Your task:
Print every one of the items below line for line, with no changes.
-=-=-
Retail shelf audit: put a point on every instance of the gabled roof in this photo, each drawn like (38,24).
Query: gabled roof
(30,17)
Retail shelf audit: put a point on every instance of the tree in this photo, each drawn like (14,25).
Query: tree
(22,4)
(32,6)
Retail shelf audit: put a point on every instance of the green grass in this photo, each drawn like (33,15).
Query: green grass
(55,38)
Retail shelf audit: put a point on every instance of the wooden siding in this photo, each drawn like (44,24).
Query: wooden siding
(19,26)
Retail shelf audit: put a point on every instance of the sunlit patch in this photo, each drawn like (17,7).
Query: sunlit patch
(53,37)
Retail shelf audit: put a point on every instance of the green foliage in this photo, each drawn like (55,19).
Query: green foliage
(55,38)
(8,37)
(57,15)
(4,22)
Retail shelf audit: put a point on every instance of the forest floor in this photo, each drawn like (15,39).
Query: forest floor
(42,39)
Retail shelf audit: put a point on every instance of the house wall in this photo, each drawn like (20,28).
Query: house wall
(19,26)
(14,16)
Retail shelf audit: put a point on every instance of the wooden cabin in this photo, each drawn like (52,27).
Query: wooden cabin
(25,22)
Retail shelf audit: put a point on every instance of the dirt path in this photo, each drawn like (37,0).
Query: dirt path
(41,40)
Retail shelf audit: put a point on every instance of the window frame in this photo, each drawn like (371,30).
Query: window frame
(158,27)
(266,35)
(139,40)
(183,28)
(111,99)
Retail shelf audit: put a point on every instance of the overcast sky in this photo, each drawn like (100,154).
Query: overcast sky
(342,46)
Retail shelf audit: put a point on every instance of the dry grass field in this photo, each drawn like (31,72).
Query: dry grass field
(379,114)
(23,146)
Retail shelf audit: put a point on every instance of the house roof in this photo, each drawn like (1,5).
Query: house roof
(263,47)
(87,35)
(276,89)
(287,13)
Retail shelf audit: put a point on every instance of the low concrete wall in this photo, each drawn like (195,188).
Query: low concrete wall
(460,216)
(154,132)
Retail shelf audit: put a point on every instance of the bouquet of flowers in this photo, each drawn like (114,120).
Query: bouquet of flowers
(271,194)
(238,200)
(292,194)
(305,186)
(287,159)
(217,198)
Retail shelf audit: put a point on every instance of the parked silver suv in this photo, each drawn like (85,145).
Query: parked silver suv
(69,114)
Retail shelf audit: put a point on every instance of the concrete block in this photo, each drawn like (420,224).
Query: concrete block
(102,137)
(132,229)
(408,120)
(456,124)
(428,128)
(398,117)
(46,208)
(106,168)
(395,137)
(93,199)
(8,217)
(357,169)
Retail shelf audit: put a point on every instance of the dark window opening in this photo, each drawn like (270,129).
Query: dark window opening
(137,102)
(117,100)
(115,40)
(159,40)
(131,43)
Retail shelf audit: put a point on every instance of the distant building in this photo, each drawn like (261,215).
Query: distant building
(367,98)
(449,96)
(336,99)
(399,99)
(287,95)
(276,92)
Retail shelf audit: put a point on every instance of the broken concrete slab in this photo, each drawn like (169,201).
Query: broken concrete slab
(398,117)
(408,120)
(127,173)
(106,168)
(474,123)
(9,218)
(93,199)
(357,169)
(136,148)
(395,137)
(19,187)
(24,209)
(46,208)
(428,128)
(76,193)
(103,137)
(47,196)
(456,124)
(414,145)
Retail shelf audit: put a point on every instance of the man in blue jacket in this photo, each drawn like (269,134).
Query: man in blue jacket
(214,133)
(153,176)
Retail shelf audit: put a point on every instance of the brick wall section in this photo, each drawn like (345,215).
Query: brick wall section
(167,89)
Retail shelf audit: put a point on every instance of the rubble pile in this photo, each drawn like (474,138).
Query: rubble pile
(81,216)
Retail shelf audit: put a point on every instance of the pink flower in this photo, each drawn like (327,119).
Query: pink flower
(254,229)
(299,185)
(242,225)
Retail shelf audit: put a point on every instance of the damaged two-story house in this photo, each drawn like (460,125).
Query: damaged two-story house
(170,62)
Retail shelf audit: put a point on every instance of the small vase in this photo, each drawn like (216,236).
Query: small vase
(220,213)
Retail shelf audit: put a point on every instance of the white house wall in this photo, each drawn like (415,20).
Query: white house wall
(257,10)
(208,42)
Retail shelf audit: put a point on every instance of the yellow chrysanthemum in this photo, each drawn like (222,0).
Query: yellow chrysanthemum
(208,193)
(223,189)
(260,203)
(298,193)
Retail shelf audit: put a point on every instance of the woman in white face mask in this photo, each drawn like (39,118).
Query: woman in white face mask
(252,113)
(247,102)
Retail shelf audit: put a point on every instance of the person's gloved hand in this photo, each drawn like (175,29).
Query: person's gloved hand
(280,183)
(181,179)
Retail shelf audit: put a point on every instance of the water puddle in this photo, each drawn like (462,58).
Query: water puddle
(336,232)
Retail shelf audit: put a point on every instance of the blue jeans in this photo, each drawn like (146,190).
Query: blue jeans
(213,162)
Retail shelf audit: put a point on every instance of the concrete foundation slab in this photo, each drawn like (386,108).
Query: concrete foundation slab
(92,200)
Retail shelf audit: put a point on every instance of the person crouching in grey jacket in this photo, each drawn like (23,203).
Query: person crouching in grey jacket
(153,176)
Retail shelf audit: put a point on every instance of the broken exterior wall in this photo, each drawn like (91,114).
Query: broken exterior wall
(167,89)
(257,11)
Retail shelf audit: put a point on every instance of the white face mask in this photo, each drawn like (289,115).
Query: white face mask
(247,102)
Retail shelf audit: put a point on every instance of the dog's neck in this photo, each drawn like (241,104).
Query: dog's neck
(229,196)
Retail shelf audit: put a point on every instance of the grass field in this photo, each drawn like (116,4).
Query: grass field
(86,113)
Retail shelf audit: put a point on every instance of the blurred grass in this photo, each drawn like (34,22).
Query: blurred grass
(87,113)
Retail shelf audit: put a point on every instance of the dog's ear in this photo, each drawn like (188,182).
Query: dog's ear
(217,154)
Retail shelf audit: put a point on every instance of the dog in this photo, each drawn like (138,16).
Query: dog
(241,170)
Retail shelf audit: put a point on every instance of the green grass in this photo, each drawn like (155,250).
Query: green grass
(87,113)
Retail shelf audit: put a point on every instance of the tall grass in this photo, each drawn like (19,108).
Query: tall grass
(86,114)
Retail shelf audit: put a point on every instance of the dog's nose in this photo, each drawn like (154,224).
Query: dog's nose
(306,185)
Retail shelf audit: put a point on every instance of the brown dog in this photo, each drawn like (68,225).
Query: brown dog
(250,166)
-=-=-
Answer for the task:
Retail shelf audit: put a point on every instance of the gabled roof in this photo, each drawn like (38,24).
Query: gabled roof
(30,17)
Retail shelf audit: put a point on every instance of the tree in this photo, each drawn like (14,25).
Query: tree
(22,4)
(32,6)
Retail shelf audit: put a point on every instance of the green grass in this photo, each drawn like (33,15).
Query: green grass
(55,38)
Retail shelf audit: put a point on every instance of the wooden siding in this photo, each drawn like (44,24).
Query: wooden siding
(19,26)
Retail shelf audit: put a point on every instance of the sunlit patch in this photo, each drawn like (17,7).
Query: sunlit patch
(53,37)
Retail shelf audit: put a point on every instance of the green foliage in this photo, each drawn like (55,19).
Query: green foliage
(55,38)
(8,37)
(57,15)
(4,22)
Retail shelf audit: put a point on every instance of the forest floor in this photo, each drawn like (15,39).
Query: forest floor
(42,39)
Retail shelf audit: put a point on every instance of the house wall in this photo, each drawn like (20,28).
Query: house wall
(19,26)
(14,16)
Retail shelf audit: put a point on every instance of the wooden cabin in this photo, each drawn like (52,27).
Query: wooden cabin
(25,22)
Retail shelf audit: put a point on every instance of the dirt path in this photo, each drawn like (37,0).
Query: dirt path
(41,40)
Retail shelf audit: put a point on every instance of the window frame in this photo, each drawn like (371,30).
Query: window frame
(158,27)
(266,35)
(139,40)
(183,28)
(111,99)
Retail shelf audit: put a point on every instance of the overcast sky in this photo, each drawn like (100,154).
Query: overcast sky
(342,46)
Retail shelf audit: put a point on every instance of the dry grass field in this photo, each drawn like (31,72).
Query: dry grass field
(379,114)
(23,146)
Retail shelf audit: put a point on every instance of the house roof in this photo, each drawn like (1,5).
Query: house roof
(263,47)
(87,35)
(276,89)
(287,13)
Retail shelf audit: put a point on every instance of the low concrete wall in this photo, each drawn like (195,188).
Query: low concrete wall
(460,216)
(154,132)
Retail shelf audit: put a point on every instance of the bouquet of flowers in this photo, each drawn like (114,120).
Query: bouquet of flowers
(271,194)
(238,200)
(292,194)
(305,186)
(287,159)
(217,198)
Retail shelf audit: put a point on every instance of the parked silver suv in this photo, each drawn like (85,145).
Query: parked silver suv
(69,114)
Retail shelf audit: put a point on every instance of the concrete block in this photo, each drawn like (420,224).
Query: concrete block
(102,137)
(132,229)
(408,120)
(456,124)
(428,128)
(398,117)
(46,208)
(106,168)
(395,137)
(93,199)
(8,217)
(357,169)
Retail shelf audit: put a point on every instance of the dark window opening in this photo, each drawn like (270,129).
Query: dark window opening
(137,102)
(117,100)
(115,40)
(159,40)
(131,43)
Retail shelf audit: put a point on every instance of the distant building in this photo, each drawn like (261,215).
Query: distant building
(367,98)
(449,96)
(336,99)
(399,99)
(287,95)
(276,92)
Retail shelf audit: put a point on every instance of the broken concrete slab in this photo, each drawn like (169,201).
Query: broken concrete slab
(398,117)
(408,120)
(127,173)
(106,168)
(474,123)
(9,218)
(93,199)
(357,169)
(136,148)
(395,137)
(19,187)
(24,209)
(46,208)
(428,128)
(76,193)
(103,137)
(47,196)
(456,124)
(414,145)
Retail shelf audit: put a point on every instance of the man in blue jacket in this photo, each drawn like (269,134).
Query: man in blue jacket
(214,133)
(153,176)
Retail shelf audit: put a point on every instance of the brick wall section in this photo, each drawn like (345,215).
Query: brick wall section
(167,89)
Retail shelf audit: put a point on every instance of the rubble pile in this photo, each drawn like (474,138).
Query: rubble pile
(81,216)
Retail shelf audit: put a point on every instance of the pink flower in this photo, each drawn like (327,119).
Query: pink flower
(254,229)
(299,185)
(242,225)
Retail shelf audit: put a point on every instance of the damaged two-story house in this photo, each drawn like (460,125).
Query: damaged two-story house
(170,62)
Retail shelf audit: put a point on every instance of the small vase in this photo, each drawn like (216,236).
Query: small vase
(220,213)
Retail shelf audit: put a point on every instance of the white house wall in this photo, each drawn like (415,20).
Query: white house wall
(257,10)
(208,42)
Retail shelf audit: put a point on every instance of the yellow chrysanthemum in this photo, each drawn like (222,0).
Query: yellow chrysanthemum
(208,193)
(223,189)
(260,203)
(298,193)
Retail shelf audit: put a point on every instance of the woman in white face mask in this photo, each drawn like (39,118).
Query: woman in white face mask
(252,113)
(247,102)
Retail shelf audit: put a point on every instance of the person's gloved hand in this photo, each drawn like (175,29).
Query: person's gloved hand
(280,183)
(181,179)
Retail shelf audit: put a point on every instance of the water puddle in this photo, each drawn like (462,58).
Query: water puddle
(336,232)
Retail shelf audit: put a point on every instance of the blue jeans in this photo, each drawn like (146,190).
Query: blue jeans
(213,162)
Retail shelf audit: put a point on every instance of the concrete foundation slab in this photo, each drawn like (386,108).
Query: concrete foundation slab
(92,200)
Retail shelf audit: put a point on every instance of the person crouching in grey jacket in this photo, each drawn like (23,203).
Query: person crouching in grey jacket
(153,176)
Retail shelf audit: put a point on every instance of the broken exterior wall in this photo, each drawn like (91,114).
Query: broken exterior wall
(167,89)
(257,11)
Retail shelf audit: put a point on every instance of the white face mask in this photo, each drawn like (289,115).
Query: white face mask
(247,102)
Retail shelf audit: put a point on every instance of the dog's neck in this photo, each drawn like (241,104).
Query: dog's neck
(229,196)
Retail shelf audit: put a point on every instance of the grass field in this photo, each drawn like (116,4).
Query: grass field
(86,113)
Retail shelf audit: put a point on every instance of the blurred grass in this photo, each drawn like (34,22).
Query: blurred grass
(87,113)
Retail shelf audit: put a point on every instance of the dog's ear in this photo, each drawn like (188,182).
Query: dog's ear
(217,154)
Retail shelf audit: put a point on every instance of the dog in this photo, each drawn like (138,16).
Query: dog
(241,170)
Retail shelf audit: put a point on every instance of the green grass in this photo, each drawn like (155,250).
Query: green grass
(87,113)
Retail shelf audit: put a point on every instance of the tall grass in this photo, each drawn like (19,108).
Query: tall grass
(86,114)
Retail shelf audit: put a point on every instance of the dog's nose in this photo, each drawn like (154,224).
Query: dog's nose
(306,185)
Retail shelf audit: put a point on every instance of the brown dog in this photo, each drawn like (68,225).
Query: brown dog
(250,166)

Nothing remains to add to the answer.